▶ Task item: Your answer should be the line containing "target | diamond tiara" and each line after it through the end of the data below, repeated exactly.

Items from a data source
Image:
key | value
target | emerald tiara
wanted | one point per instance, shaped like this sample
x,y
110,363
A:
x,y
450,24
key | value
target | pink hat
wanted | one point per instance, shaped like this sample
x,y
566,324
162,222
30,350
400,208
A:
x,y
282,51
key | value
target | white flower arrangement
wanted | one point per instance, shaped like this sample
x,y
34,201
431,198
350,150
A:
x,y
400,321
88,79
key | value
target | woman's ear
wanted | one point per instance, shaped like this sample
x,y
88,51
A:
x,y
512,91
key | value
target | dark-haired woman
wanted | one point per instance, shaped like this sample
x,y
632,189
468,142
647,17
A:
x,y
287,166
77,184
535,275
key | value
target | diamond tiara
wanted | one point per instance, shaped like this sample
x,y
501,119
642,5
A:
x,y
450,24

▶ Solution:
target | diamond tiara
wanted | one point per instance, shaped like this sample
x,y
501,119
642,5
A:
x,y
450,24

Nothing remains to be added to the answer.